● THE TASK
Give again only the lines from the line that holds "Annotate every instance of the bumblebee" to the end of the data, inclusive, omitting all pictures.

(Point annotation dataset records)
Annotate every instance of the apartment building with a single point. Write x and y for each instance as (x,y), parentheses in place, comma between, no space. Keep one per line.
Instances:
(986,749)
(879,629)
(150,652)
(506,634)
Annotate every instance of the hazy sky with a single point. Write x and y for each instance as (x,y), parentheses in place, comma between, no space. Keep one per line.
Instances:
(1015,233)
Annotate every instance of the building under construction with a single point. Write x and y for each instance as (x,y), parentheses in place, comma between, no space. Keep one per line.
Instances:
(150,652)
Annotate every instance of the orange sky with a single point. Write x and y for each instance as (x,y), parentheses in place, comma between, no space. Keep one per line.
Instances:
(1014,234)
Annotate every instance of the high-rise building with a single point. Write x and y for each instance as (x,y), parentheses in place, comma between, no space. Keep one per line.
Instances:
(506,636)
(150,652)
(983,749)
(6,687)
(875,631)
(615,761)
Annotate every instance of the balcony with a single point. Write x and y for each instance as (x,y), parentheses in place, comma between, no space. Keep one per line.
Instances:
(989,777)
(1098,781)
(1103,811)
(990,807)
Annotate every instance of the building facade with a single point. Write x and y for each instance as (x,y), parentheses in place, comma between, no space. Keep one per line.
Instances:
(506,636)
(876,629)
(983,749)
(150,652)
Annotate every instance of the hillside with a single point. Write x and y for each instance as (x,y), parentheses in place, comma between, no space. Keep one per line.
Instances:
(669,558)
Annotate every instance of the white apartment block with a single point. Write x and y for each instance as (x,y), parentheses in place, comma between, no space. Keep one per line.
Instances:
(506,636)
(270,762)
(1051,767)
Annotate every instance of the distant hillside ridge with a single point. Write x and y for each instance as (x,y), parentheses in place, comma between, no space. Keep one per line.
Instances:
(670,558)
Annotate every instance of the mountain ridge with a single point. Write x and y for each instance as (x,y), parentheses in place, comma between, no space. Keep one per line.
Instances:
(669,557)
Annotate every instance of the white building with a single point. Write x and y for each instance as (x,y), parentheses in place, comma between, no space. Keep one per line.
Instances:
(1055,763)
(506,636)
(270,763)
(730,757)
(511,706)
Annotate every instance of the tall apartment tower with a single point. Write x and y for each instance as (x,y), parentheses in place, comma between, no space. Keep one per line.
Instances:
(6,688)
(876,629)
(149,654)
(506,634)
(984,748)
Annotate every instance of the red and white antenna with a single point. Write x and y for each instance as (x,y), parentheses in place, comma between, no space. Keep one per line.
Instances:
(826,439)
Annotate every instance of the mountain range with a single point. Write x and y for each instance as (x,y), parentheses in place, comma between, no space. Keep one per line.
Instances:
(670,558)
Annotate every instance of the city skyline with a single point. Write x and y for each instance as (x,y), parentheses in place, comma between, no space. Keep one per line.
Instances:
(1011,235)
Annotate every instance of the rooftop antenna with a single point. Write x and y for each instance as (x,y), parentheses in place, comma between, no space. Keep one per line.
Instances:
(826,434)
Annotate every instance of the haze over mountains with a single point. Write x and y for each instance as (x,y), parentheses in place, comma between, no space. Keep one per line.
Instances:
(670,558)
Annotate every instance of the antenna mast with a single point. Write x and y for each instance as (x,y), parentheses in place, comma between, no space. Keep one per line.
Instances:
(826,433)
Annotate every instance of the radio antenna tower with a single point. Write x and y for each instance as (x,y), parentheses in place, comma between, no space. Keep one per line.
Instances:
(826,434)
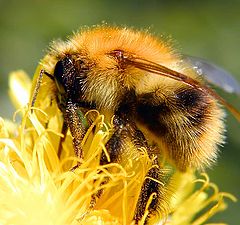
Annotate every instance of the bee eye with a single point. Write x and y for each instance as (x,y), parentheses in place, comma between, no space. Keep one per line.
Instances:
(63,74)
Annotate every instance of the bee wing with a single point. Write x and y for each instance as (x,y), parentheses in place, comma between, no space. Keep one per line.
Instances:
(214,74)
(161,70)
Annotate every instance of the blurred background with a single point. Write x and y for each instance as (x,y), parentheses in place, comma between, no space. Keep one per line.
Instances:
(208,29)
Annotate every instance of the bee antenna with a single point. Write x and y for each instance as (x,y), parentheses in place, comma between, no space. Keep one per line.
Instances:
(38,84)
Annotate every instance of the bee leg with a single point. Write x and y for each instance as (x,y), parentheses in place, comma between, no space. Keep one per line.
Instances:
(151,198)
(152,195)
(77,128)
(62,139)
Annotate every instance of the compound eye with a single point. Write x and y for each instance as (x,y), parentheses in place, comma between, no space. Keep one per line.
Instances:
(63,74)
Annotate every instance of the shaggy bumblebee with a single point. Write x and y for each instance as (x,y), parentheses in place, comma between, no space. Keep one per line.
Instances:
(156,98)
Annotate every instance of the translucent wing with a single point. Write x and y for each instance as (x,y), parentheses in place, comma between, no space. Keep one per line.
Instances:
(214,74)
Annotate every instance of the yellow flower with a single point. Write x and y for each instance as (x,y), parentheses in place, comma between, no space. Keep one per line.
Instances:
(39,187)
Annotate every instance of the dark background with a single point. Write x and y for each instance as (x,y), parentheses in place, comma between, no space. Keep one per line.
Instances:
(208,29)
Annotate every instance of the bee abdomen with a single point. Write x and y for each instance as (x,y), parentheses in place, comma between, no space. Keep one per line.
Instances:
(187,125)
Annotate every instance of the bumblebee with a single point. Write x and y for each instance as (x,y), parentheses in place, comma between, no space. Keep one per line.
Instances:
(156,97)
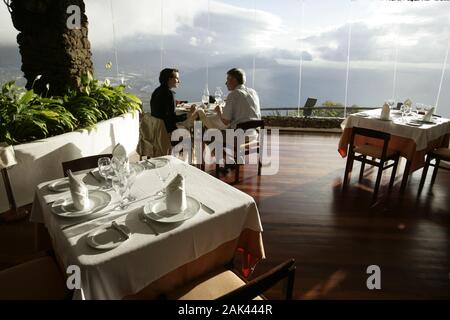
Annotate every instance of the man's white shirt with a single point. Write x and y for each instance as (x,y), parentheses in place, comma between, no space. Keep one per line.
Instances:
(242,105)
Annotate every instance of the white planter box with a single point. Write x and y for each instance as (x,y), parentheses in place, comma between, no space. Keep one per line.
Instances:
(40,160)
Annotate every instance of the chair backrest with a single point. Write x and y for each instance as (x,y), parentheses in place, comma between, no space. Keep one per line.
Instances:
(40,279)
(83,163)
(369,133)
(309,104)
(252,124)
(257,286)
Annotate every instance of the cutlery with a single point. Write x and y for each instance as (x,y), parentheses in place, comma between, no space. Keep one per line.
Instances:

● RESPONSE FOR THIS EXERCISE
Annotate every instance of the bumblebee with a single point. Write x and y for each instance as (x,y), parentheses in place, comma between, no space. Keep one per line.
Instances:
(156,97)
Annotate every instance of the man's white shirt with a single point. Write x and y for each instance as (x,y), parentheses in place, comma between, no space. Keep one per line.
Instances:
(242,105)
Annotate every instance of the white planter box with a single point. Write x and y for each instance as (x,y), parentheses in place, comma between, no space. Keep one per line.
Instances:
(40,160)
Annotate every instance of the chair backrest with a single point. Write x and y for each instance as (x,y), parentheses in place, comma between, no space. Keep one per line.
Instances:
(40,279)
(83,163)
(369,133)
(309,104)
(252,124)
(257,286)
Annotate every instance of the cutlery with a single point. Write x and y for each instance as (x,y), parentheses in place, comma between, no space. Keep one per line.
Instances:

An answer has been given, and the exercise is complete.